**Stated problem**
Update the records below by replacing "loaf pan" with "baking sheet", and write them out in full with nothing else changed.

::: Data for this task

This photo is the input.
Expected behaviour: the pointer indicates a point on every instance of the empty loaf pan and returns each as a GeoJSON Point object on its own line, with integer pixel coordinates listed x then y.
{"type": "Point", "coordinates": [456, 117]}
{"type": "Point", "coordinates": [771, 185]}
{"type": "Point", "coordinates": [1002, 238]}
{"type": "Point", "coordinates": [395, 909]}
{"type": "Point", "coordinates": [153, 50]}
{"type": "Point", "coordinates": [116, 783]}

::::::

**Answer for this exercise**
This photo is the input.
Expected behaviour: the pointer indicates a point on every instance of the empty baking sheet and returns each as a GeoJSON Point object on its own line, with integer pixel coordinates listed x then y.
{"type": "Point", "coordinates": [456, 117]}
{"type": "Point", "coordinates": [771, 185]}
{"type": "Point", "coordinates": [1002, 238]}
{"type": "Point", "coordinates": [395, 909]}
{"type": "Point", "coordinates": [153, 50]}
{"type": "Point", "coordinates": [116, 783]}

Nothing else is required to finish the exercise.